[[ TASK INPUTS, beginning ]]
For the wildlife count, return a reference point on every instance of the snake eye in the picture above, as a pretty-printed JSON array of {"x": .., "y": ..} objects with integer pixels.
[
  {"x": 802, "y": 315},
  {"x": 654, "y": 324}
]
[[ TASK INPUTS, end ]]
● **ACTIVITY**: Please return all of the records exactly as they appear.

● **EXERCISE RESPONSE**:
For the wildlife count, return a reference point on every instance of the snake eye in the picture above, as a pretty-printed JSON array of {"x": .., "y": ..} objects with integer pixels.
[
  {"x": 802, "y": 315},
  {"x": 654, "y": 324}
]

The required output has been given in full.